_Reading text_

Various methods were developed to achieve this high resistance to low resistance inhalation. In the “tongue variant” exercise, athletes breathe in through the nose and then through the open mouth; the “tooth variant” requires the athlete to breathe forcibly through the teeth at the beginning of the breath and then open the mouth to breathe freely; lastly, the “lip variant” begins each breath with pursed lips as if breathing through a straw, then completes the inspiration with a relaxed open mouth.
Athletes should practice all respiratory exercises with a physio or speech therapist under relaxed non-exertional conditions before attempting during exercise. The use of therapeutic TLE provides feedback during exertion, which helps athletes master the Olin EILOBI techniques. Learning under clinical conditions allows the athlete to feel in control when symptoms of EILO arise on the field. Additional conservative measures include maintaining laryngeal health by refraining from smoking and caffeine, reducing stress, and staying hydrated.
When conservative measures fail, the athlete may consider surgical options. Laser surgery corrects overly large structures that may contribute to EILO. This is usually an option of last resort, and little research exists as to the efficacy of surgical intervention(2).

_Dataset extract_
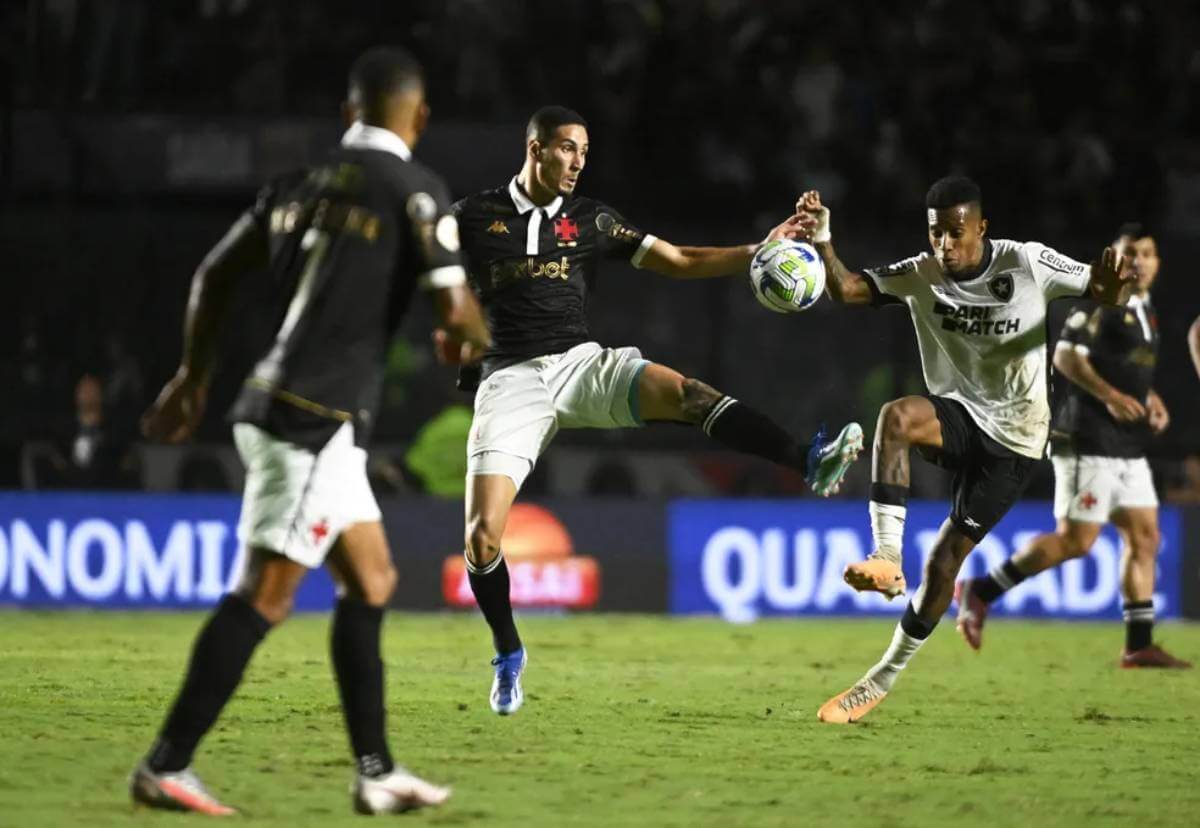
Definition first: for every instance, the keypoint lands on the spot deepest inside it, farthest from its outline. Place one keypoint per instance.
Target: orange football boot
(876, 574)
(852, 705)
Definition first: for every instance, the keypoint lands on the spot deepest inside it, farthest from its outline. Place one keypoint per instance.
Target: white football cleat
(174, 791)
(395, 793)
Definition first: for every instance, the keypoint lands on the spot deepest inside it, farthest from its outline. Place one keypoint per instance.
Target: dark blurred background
(132, 132)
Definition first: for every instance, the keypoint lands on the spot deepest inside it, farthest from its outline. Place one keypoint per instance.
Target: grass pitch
(629, 721)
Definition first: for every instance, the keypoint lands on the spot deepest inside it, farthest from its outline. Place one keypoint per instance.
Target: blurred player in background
(345, 244)
(1098, 447)
(1194, 343)
(978, 307)
(533, 249)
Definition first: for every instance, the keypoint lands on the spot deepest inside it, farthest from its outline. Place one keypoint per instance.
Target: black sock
(915, 625)
(892, 495)
(1139, 624)
(220, 655)
(749, 431)
(491, 587)
(997, 582)
(354, 645)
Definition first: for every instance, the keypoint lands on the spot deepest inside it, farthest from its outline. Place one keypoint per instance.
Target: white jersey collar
(523, 204)
(363, 137)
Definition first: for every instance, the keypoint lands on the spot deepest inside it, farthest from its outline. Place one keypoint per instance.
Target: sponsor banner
(125, 551)
(181, 551)
(749, 558)
(543, 570)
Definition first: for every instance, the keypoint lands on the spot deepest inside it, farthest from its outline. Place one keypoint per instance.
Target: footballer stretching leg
(904, 424)
(978, 310)
(505, 447)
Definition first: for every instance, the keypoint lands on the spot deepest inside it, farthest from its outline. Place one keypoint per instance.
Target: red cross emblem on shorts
(319, 529)
(565, 231)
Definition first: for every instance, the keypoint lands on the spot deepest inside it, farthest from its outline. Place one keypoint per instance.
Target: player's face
(957, 237)
(1140, 258)
(561, 161)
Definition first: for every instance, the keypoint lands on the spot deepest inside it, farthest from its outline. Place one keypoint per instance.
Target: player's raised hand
(451, 351)
(175, 414)
(1111, 281)
(1157, 414)
(814, 217)
(790, 228)
(1125, 408)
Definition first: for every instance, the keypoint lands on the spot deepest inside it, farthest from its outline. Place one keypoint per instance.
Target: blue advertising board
(749, 558)
(125, 551)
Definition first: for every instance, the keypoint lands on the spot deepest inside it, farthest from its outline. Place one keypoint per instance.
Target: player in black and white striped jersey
(343, 246)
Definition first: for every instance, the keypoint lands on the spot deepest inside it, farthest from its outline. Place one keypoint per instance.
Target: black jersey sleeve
(435, 227)
(618, 239)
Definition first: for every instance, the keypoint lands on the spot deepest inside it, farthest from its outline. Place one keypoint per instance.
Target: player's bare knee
(1144, 543)
(275, 609)
(1077, 541)
(894, 421)
(483, 543)
(696, 400)
(377, 589)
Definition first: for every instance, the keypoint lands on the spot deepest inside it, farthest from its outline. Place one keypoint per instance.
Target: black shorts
(988, 477)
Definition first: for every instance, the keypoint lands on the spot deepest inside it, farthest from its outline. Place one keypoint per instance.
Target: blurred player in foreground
(533, 250)
(345, 245)
(1098, 447)
(978, 307)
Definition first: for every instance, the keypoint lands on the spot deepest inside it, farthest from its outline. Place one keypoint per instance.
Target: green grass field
(629, 721)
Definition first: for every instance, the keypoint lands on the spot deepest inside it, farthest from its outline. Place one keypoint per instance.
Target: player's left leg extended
(988, 480)
(220, 655)
(1139, 551)
(904, 424)
(1071, 539)
(665, 394)
(919, 618)
(361, 567)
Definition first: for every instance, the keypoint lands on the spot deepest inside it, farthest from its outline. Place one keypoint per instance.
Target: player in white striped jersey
(978, 307)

_Problem description_
Reproduce the portion of the EILO text starting with "Athletes should practice" and going on through "of surgical intervention(2).". Rely on the EILO text alone, not on the items.

_Response area_
Athletes should practice all respiratory exercises with a physio or speech therapist under relaxed non-exertional conditions before attempting during exercise. The use of therapeutic TLE provides feedback during exertion, which helps athletes master the Olin EILOBI techniques. Learning under clinical conditions allows the athlete to feel in control when symptoms of EILO arise on the field. Additional conservative measures include maintaining laryngeal health by refraining from smoking and caffeine, reducing stress, and staying hydrated.
When conservative measures fail, the athlete may consider surgical options. Laser surgery corrects overly large structures that may contribute to EILO. This is usually an option of last resort, and little research exists as to the efficacy of surgical intervention(2).